If an external electric field is applied to a good conductor, as by connecting a battery, then the electrons acquire a net movement toward the regions of higher potential, that is from the (-) toward the (+) connection. This is commonly called "electron drift", since the net motion is very slow (on the order of one inch per second) by comparison with the thermal motion. The drift of electrons in conductors due to an applied electric field is called "current" by analogy with water flowing in a pipe, and the motion of electric charges is called electric current.
Benjamin Franklin, during his investigations of electrical phenomena proved, in his famous kite flying experiment, that current electricity and static electricity were aspects of one and the same phenomenon. He guessed that the current particles flowing in metals bore the (+) charge. We now know that he guessed wrongly. This means that the direction of conventional current flow is opposite to that of the electrons which actually comprise the current in most conductors.
If we pass an electric current through a conductor, we find that it heats, the greater the current the greater the heat. If we heat a wire enough, eventually the electrons in it move fast enough that they escape from the attraction of the positive ions in the metal. This is the effect discovered by Frederick Guthrie, and rediscovered by Thomas Edison. It is much like heating water, and the electrons in effect "boil out" of the metal. At low temperatures, few if any electrons escape, but above a critical temperature which depends upon the metal, electrons are emitted into the surrounding space. This effect is used in electron tubes.
If a wire is heated in an evacuated tube, the electrons emitted into the surrounding space repel each other, and a sort of electron gas expands to fill all the space inside the tube. We call such a heated wire in an evacuated tube a cathode or filament. The source of electric current used to heat the filament we call the "A supply", and the circuit in which it flows the "A circuit".
The electrons leaving the filament build up into a charge inside the tube, called a space charge. The negative electric field of the space charge repels electrons emitted from the filament. The electrons leave the filament with a very low velocity, and as they enter the space charge they slow. Eventually, the combined negative charge of the electron gas is able to turn back the slower electrons from the cathode, and some re enter the cathode and flow out the filament terminal connected to the (+) side of the A supply. The space charge builds up until the rate at which electrons are forced back into the cathode is the same as the rate at which they are emitted, and each time an electron enters the gas, one already present re enters the cathode.
Suppose we add another electrode. What happens? As Thomas Edison found, electric current flows out of a plate of metal which is placed in the space charge, but only if it is connected to a source of positive potential. We call such a source of positive potential the "B supply", and the electrode to which it is connected the plate. The combination of a filament, plate, and possibly other electrodes in an evacuated chamber is called a vacuum tube. A vacuum tube with only a filament and a plate has two active elements and we call it a "diode", "di-" for two, and "-ode" for electrode.
If we vary the B supply potential applied to the plate in a vacuum tube, we find that as the potental is increased, the current flowing in the B circuit increases correspondingly. At first, the current flowing increases fairly rapidly as the repulsion of the space charge drops, but then it levels off at a value which depends upon filament temperature and composition. The initial current available is called "space charge limited", since its value is limited by the repulsion of the space charge in the tube. Eventually, the space charge becomes depleted, and the ultimate current is called "emission limited", because it depends upon the ability of the filament to emit electrons. One can graph a curve of plate voltage versus plate current with a different curve for each value of filament current. These curves are called the "plate characteristic curves" for the tube.

Stored data:
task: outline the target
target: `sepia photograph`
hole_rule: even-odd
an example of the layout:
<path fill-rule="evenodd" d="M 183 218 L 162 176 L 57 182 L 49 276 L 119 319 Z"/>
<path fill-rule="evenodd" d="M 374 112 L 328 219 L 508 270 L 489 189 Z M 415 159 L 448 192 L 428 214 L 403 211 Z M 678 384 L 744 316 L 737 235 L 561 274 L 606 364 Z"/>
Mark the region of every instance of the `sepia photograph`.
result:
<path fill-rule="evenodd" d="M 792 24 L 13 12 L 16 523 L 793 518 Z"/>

Short problem 1: Do these statements agree with the vacuum tube passage? Answer yes or no for each and quote the deciding words. (a) Electron drift in a conductor is on the order of one inch per second. (b) Benjamin Franklin correctly guessed that the current particles flowing in metals bore the (+) charge. (c) A heated wire in an evacuated tube is called the plate.
Short problem 2: Rewrite the paragraph of the vacuum tube passage that begins "The electrons leaving the filament" as a bulleted list that keeps its main facts.

Reply 1:
(a) Yes: "on the order of one inch per second"
(b) No: "We now know that he guessed wrongly."
(c) No: "We call such a heated wire in an evacuated tube a cathode or filament."

Reply 2:
- Electrons leaving the filament collect inside the tube as a charge called a space charge.
- The space charge's negative field repels electrons emitted from the filament.
- Electrons leave the filament at very low velocity and slow further as they enter the space charge.
- The combined negative charge eventually turns back the slower electrons. Some return to the cathode and flow out the filament terminal connected to the (+) side of the A supply.
- The space charge grows until electrons are forced back into the cathode at the same rate they are emitted. From then on, each electron entering the gas is matched by one already present returning to the cathode.